» **Problem**:
Show each line of the material below that contains the string "hoodie". Case counts.

(Bounding box annotation entries)
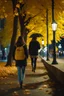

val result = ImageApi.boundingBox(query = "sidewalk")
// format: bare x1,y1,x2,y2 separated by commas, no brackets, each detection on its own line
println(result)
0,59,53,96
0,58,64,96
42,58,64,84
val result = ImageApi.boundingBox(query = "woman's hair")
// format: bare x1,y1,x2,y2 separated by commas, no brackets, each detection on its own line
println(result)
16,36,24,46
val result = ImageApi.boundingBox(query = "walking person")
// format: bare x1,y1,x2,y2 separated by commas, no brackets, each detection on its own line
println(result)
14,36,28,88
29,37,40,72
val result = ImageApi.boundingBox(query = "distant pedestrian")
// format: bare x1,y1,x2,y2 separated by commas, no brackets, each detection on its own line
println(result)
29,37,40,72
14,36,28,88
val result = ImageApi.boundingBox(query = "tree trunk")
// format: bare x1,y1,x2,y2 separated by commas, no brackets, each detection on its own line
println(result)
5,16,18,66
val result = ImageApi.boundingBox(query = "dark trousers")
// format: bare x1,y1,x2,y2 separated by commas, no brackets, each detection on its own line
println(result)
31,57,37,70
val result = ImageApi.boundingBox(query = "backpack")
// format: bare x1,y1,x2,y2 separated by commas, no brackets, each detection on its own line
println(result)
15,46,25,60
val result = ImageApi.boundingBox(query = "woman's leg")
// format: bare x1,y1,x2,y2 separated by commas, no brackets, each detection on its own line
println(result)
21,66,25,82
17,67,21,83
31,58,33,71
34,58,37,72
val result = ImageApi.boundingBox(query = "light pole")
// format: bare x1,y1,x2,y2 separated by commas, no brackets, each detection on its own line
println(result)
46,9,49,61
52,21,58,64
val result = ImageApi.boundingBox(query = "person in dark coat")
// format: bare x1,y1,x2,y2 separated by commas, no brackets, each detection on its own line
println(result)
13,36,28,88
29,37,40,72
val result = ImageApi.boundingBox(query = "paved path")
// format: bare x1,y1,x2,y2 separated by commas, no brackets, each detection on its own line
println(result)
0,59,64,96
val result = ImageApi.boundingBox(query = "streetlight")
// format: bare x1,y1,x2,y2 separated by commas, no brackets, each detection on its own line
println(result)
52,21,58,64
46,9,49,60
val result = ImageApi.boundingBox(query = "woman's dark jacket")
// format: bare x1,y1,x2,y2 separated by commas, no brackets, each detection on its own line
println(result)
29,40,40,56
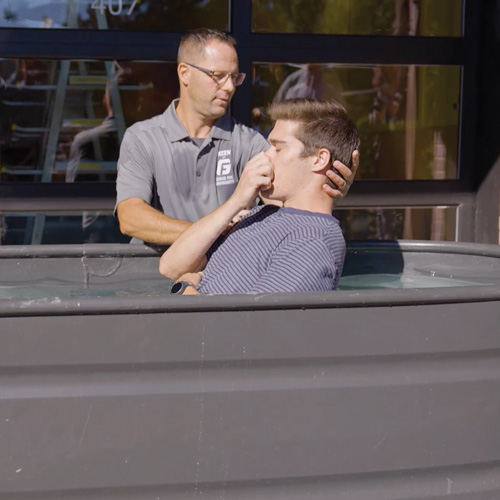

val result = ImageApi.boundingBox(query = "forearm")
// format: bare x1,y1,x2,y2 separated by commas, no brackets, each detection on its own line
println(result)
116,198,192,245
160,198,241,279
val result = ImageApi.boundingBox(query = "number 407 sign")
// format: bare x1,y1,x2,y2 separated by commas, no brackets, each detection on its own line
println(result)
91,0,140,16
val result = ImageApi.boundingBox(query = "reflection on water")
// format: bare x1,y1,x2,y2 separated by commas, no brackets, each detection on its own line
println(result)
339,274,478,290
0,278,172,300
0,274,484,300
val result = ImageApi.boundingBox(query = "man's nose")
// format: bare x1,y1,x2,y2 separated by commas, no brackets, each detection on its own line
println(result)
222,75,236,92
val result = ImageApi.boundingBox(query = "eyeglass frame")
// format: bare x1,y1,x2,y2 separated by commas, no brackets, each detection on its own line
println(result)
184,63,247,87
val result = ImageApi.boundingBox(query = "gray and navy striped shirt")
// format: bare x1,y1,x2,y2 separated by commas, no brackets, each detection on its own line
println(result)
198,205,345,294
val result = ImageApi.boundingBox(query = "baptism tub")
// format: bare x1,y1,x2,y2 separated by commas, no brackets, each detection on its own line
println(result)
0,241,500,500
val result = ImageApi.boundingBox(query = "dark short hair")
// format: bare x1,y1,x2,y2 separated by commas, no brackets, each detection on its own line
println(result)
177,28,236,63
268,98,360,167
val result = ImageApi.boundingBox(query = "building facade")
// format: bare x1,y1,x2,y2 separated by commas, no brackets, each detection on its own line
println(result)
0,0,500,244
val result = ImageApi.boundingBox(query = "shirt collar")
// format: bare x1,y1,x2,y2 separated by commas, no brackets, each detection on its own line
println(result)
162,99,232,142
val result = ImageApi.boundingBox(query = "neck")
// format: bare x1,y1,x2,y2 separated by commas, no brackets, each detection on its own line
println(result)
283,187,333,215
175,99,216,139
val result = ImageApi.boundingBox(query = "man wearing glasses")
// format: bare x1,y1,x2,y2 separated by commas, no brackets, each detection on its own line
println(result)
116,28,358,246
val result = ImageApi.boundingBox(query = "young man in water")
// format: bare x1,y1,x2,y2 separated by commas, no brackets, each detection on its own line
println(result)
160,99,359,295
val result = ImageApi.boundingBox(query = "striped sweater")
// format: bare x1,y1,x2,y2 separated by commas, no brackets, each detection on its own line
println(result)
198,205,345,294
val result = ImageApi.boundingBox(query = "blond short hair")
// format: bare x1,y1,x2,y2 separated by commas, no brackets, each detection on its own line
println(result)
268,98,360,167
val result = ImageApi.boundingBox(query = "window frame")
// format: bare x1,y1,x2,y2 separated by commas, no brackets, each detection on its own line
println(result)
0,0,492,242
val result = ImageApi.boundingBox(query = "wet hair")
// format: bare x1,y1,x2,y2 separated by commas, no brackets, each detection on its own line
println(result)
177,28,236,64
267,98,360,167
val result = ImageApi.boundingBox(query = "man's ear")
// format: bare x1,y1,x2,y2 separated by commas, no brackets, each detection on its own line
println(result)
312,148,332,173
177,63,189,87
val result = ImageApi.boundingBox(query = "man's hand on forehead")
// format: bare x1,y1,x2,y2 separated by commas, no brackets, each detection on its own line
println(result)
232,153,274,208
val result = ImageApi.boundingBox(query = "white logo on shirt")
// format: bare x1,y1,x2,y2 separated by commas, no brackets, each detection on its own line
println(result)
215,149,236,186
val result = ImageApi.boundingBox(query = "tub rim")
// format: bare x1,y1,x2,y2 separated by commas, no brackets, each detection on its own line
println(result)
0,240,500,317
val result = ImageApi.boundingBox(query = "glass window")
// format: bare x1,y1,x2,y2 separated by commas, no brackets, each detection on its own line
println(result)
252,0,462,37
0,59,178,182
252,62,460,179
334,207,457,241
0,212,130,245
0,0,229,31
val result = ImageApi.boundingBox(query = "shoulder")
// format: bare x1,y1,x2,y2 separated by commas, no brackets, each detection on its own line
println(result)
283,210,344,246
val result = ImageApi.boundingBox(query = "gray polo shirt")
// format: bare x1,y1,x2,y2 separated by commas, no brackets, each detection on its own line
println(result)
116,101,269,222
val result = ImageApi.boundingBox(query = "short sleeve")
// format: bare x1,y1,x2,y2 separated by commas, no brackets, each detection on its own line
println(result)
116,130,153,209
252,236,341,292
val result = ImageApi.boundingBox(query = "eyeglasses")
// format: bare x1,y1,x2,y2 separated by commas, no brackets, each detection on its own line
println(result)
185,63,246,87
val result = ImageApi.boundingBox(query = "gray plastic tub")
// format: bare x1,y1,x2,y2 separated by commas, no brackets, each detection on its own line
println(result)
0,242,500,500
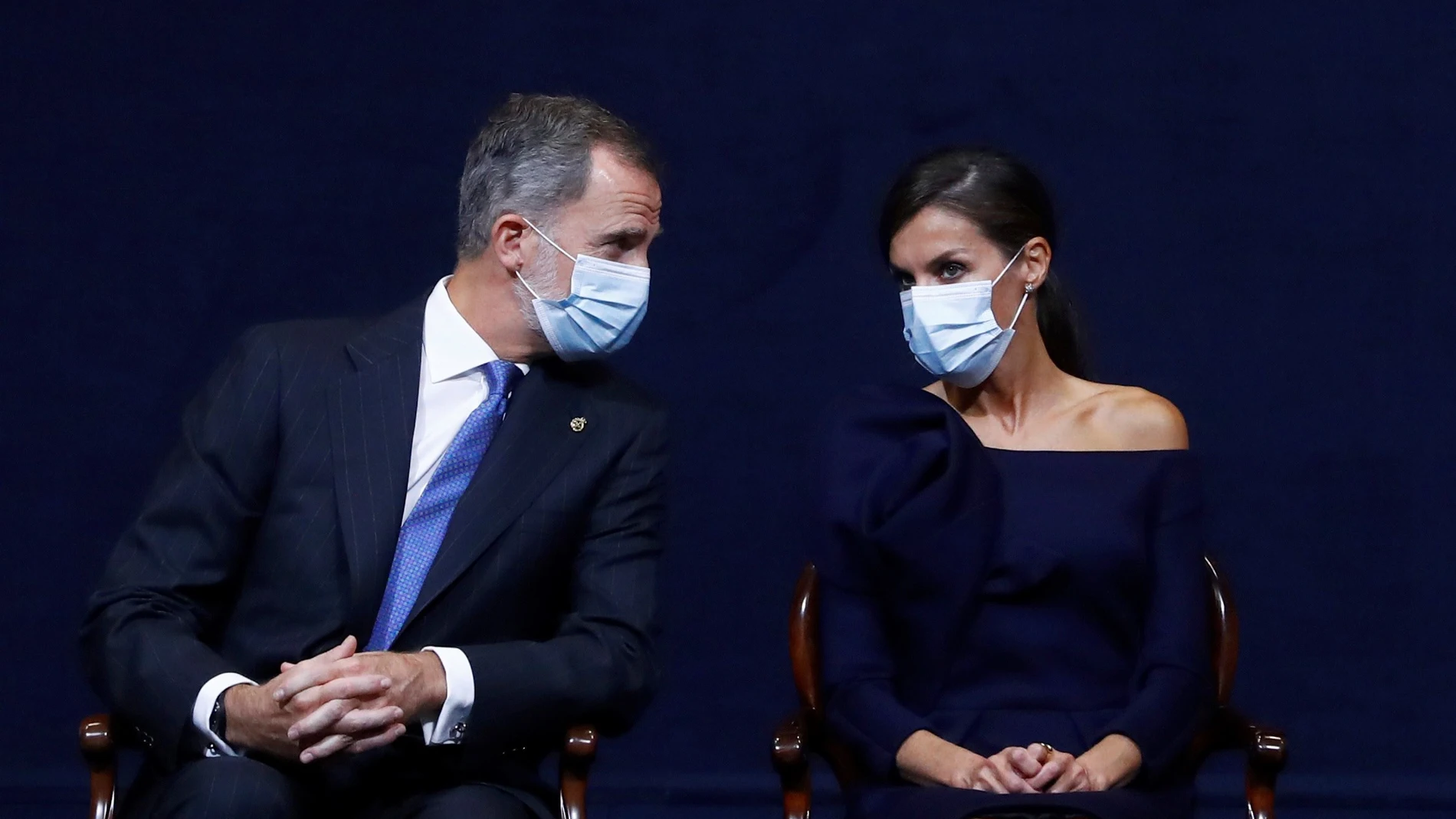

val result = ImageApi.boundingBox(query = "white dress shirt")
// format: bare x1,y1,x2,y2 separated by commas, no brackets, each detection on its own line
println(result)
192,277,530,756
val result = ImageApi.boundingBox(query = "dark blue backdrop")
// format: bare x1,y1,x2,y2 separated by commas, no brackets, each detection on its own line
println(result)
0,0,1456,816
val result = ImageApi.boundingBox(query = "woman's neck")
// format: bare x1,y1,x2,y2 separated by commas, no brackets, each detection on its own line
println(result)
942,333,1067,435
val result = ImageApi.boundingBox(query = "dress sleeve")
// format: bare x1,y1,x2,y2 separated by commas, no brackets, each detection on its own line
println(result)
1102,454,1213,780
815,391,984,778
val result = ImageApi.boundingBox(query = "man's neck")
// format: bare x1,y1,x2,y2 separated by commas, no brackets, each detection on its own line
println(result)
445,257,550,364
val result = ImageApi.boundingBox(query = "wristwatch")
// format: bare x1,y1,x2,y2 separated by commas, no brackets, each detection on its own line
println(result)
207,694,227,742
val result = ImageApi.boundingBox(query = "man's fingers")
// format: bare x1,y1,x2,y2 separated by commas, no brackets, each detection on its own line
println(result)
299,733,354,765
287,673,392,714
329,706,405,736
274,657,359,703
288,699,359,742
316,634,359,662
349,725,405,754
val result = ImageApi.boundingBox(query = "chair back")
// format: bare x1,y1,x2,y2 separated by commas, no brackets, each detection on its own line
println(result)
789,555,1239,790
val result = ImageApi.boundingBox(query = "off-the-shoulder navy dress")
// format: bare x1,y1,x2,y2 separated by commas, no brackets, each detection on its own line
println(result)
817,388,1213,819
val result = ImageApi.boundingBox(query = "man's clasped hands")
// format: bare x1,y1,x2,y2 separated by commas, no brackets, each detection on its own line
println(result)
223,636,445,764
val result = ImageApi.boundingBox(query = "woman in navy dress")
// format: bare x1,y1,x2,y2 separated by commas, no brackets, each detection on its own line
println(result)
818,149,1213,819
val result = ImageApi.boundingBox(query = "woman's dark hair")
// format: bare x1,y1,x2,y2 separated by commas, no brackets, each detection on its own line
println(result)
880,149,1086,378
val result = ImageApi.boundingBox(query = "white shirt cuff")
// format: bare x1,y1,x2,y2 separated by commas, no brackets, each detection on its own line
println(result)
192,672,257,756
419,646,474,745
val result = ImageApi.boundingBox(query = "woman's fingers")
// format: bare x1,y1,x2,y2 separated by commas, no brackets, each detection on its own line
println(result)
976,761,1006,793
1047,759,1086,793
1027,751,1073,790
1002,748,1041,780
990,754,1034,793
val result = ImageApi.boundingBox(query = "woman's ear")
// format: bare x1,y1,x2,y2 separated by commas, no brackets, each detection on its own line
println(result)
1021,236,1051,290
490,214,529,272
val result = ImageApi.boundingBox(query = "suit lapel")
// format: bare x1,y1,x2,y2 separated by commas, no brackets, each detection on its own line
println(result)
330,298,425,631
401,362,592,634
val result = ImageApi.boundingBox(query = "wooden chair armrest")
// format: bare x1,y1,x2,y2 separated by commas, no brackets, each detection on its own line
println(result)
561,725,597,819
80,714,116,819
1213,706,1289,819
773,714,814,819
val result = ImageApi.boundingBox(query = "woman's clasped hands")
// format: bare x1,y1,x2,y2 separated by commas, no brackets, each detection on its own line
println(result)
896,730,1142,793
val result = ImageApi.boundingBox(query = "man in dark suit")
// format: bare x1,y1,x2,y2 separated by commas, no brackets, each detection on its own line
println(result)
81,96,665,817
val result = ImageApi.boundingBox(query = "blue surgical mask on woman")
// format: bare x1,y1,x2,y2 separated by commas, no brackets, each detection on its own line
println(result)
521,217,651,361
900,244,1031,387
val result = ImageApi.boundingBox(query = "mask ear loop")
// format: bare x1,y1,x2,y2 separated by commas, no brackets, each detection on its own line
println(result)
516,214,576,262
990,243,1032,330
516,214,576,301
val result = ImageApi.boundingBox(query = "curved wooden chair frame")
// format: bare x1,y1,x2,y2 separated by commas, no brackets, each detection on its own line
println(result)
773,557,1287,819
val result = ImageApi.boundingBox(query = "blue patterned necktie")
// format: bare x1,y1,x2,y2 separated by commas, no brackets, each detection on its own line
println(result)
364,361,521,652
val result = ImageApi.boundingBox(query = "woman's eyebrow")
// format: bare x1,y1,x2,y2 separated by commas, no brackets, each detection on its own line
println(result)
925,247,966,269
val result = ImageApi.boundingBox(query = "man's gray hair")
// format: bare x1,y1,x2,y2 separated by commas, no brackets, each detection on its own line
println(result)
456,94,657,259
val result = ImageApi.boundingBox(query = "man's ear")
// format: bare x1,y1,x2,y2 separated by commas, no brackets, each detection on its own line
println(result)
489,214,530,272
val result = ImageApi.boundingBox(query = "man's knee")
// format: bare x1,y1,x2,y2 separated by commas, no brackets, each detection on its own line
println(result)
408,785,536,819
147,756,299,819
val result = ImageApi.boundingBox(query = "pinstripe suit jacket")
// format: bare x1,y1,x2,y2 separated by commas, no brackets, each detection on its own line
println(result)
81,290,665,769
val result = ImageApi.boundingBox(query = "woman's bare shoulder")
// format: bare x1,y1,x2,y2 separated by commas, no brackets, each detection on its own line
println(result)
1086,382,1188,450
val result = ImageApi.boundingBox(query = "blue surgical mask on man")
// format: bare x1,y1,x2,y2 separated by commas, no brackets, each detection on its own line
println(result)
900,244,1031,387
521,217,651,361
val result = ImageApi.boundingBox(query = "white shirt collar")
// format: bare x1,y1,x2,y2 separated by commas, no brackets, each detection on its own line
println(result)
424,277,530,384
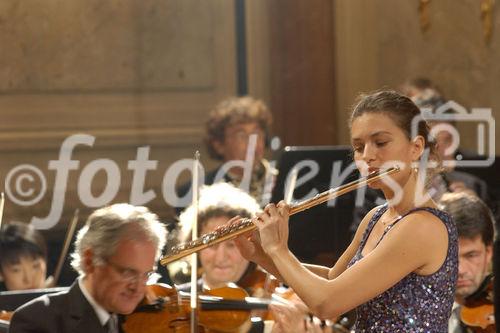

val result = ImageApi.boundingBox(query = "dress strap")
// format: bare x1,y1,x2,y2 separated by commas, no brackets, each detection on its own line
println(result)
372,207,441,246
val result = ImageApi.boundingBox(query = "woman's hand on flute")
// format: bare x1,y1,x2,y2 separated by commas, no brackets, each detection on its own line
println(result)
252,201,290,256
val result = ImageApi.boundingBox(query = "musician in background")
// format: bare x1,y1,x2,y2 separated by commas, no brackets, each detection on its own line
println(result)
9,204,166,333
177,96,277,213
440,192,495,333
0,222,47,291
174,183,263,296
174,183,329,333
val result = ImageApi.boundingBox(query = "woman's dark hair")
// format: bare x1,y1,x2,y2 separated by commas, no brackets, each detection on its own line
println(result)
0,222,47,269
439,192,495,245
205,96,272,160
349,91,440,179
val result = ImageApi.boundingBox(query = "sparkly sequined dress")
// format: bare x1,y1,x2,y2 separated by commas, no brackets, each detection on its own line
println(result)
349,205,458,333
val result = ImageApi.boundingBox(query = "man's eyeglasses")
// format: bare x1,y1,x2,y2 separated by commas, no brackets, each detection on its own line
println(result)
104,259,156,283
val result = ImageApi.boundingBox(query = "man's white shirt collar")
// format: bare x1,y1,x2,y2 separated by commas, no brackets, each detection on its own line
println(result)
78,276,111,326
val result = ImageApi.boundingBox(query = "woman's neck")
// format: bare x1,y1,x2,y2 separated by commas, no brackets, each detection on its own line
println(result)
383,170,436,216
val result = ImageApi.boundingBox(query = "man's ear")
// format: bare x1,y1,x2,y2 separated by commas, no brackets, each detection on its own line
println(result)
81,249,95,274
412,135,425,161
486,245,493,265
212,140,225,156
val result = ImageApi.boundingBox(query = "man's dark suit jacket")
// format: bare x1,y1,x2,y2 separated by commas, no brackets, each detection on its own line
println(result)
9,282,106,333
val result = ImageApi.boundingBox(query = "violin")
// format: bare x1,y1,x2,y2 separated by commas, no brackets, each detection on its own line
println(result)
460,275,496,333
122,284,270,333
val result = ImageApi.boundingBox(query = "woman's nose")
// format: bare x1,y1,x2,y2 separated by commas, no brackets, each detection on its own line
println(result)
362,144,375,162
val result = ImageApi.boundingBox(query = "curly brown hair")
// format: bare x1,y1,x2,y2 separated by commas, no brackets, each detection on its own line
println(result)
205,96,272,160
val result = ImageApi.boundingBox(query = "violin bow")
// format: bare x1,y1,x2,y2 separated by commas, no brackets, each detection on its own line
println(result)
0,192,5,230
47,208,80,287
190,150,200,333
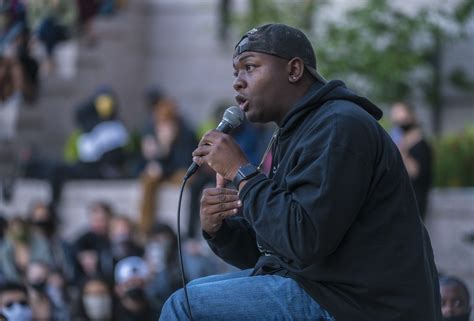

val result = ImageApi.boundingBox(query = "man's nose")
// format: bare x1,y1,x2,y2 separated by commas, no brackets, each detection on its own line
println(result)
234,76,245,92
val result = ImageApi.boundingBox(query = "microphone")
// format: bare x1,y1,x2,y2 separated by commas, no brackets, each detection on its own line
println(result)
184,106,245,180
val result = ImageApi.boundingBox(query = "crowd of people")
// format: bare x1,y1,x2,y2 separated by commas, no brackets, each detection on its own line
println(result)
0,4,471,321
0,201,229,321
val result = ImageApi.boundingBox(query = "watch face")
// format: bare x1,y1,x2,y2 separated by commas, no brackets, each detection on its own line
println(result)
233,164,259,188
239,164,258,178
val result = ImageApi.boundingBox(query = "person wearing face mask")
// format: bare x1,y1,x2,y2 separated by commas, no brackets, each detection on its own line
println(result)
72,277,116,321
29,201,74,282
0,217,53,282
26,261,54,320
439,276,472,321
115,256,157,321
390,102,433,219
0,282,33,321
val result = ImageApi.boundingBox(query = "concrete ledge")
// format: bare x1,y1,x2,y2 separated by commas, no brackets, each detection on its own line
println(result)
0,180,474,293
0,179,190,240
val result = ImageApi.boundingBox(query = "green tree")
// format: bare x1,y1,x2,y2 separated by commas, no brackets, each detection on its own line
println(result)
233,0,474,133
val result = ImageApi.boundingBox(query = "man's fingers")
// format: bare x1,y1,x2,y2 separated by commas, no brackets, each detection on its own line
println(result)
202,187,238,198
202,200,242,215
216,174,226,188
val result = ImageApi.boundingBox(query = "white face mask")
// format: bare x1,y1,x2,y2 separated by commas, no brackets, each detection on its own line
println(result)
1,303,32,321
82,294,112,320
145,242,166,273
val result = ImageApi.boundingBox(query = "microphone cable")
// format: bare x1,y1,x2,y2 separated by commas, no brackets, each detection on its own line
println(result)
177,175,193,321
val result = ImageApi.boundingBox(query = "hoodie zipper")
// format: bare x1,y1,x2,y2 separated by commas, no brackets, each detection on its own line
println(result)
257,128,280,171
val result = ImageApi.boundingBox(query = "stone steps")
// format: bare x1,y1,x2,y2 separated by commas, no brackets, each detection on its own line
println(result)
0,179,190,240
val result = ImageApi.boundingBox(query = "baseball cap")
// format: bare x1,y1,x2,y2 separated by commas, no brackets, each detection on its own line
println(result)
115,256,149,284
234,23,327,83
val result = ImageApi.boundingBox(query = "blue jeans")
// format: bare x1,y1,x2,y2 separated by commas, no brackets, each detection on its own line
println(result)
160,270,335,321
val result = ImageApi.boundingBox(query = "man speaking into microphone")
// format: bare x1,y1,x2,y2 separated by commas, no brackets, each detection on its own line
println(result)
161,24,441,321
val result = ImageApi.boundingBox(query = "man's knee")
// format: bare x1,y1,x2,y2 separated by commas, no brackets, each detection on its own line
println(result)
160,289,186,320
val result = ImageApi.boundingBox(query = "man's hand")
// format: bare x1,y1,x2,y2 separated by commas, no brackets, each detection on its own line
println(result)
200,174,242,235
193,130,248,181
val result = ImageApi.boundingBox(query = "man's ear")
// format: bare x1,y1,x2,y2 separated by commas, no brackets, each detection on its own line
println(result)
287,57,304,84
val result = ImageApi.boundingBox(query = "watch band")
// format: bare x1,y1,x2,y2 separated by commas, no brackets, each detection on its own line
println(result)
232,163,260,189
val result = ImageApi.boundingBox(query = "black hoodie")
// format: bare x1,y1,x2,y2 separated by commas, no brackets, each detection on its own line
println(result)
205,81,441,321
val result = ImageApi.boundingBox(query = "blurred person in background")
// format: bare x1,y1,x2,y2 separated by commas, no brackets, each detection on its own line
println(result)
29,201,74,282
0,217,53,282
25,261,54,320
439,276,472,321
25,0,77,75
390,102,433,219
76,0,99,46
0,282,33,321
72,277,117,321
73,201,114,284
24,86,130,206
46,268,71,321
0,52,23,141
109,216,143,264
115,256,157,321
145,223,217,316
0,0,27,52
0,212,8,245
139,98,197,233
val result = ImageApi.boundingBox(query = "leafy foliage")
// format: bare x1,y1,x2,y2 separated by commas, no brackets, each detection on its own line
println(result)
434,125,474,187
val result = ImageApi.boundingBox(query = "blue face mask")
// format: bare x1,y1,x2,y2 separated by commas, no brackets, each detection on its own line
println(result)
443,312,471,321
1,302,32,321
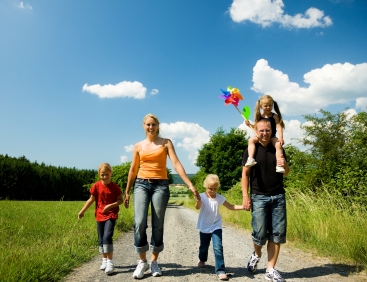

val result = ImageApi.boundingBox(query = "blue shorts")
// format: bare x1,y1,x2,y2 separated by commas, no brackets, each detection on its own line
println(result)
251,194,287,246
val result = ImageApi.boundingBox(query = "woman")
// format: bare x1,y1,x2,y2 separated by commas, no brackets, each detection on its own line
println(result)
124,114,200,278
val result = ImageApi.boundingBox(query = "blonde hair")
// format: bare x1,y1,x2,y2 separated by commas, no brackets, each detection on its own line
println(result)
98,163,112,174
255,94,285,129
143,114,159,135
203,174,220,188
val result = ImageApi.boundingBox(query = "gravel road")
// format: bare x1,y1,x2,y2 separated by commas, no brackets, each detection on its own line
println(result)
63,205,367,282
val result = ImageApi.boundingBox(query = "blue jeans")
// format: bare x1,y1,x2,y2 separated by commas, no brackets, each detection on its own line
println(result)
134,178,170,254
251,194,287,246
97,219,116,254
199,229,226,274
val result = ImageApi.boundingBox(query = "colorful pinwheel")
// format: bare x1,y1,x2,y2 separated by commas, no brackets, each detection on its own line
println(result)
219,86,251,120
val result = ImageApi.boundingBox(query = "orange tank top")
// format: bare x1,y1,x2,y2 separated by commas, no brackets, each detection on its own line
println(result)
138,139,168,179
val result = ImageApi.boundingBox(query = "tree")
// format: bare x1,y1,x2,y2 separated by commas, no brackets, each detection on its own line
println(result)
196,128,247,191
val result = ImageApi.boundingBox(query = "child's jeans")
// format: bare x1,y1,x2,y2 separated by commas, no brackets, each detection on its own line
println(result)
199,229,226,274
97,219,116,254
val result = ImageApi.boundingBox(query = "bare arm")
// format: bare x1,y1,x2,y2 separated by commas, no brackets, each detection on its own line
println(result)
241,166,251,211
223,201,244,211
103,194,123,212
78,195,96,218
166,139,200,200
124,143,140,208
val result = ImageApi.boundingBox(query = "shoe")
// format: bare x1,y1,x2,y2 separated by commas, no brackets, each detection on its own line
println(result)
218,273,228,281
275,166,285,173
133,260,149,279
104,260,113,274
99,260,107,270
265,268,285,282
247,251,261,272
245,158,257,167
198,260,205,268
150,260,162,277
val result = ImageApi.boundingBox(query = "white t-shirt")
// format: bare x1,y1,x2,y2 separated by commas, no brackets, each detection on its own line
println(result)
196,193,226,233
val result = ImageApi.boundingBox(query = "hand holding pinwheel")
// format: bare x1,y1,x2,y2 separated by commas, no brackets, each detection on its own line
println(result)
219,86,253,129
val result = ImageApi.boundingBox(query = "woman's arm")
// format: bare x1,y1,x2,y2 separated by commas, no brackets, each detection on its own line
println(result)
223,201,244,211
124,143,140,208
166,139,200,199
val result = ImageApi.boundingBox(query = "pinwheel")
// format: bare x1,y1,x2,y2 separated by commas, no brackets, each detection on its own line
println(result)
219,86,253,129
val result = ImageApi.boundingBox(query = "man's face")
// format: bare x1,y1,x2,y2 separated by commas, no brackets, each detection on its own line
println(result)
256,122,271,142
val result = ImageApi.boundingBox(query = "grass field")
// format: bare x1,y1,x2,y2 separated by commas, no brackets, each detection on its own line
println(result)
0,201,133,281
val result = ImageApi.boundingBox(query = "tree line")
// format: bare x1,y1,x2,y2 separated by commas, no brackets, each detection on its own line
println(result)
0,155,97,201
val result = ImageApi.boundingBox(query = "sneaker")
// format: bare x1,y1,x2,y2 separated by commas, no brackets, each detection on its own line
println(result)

» **Exercise output**:
val result = ImageApi.boundingBox(query = "hoodie zipper")
val result = ImageApi.boundingBox(query = "black hoodie")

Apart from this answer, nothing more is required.